------ Task input ------

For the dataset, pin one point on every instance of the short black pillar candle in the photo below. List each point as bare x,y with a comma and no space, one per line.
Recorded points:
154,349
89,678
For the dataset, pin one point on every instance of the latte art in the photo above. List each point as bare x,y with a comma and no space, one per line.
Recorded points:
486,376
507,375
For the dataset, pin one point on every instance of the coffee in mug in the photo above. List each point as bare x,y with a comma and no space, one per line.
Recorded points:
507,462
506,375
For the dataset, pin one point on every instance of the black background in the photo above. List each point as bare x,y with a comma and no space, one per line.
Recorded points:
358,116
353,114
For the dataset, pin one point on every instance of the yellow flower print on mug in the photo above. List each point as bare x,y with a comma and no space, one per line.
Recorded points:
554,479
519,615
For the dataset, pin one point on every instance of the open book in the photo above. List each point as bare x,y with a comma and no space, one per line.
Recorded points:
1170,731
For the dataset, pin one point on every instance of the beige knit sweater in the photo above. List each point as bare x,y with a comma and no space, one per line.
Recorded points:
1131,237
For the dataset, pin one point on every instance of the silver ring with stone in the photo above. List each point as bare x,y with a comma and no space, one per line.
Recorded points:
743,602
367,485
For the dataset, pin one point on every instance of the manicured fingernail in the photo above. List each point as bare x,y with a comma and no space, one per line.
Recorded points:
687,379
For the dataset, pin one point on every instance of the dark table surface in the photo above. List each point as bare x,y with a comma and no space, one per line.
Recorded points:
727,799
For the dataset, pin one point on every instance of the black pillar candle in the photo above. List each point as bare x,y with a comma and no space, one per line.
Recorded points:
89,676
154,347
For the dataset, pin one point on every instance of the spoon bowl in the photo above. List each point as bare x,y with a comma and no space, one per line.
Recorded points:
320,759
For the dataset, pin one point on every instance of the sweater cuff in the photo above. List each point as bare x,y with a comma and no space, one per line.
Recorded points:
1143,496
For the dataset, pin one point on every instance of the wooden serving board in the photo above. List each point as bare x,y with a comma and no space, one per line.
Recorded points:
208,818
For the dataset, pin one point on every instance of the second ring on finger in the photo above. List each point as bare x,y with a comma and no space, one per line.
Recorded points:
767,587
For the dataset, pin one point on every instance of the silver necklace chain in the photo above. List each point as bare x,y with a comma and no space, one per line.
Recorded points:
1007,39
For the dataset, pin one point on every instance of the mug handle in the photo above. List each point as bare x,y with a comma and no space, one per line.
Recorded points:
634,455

------

__Required work__. Rewrite the items above as a numbered list with blank lines left out, starting at the line that contains "of the wooden" and ending at the last line of the items.

__Task output__.
1. For the dataset, pin one point on every instance of the wooden serving board in the photo above. List each point as bare x,y with a comma and no space, one per line.
2. Recorded points:
3. 208,818
4. For the dataset, pin one point on every instance of the second ring on finger in the photo above. List each point as bare x,y with a comma and no space, one per line.
5. Recorded points:
6. 767,587
7. For the dataset, pin one point on every instance of the silver necklace chain in the photo above. List each point as bare x,y with a comma and no space, one per line.
8. Recorded points:
9. 1007,39
10. For the dataset, pin one point on every instance of the mug handle in the photo above. List each point as bare x,y with a comma and no space, one per line.
11. Recorded points:
12. 634,455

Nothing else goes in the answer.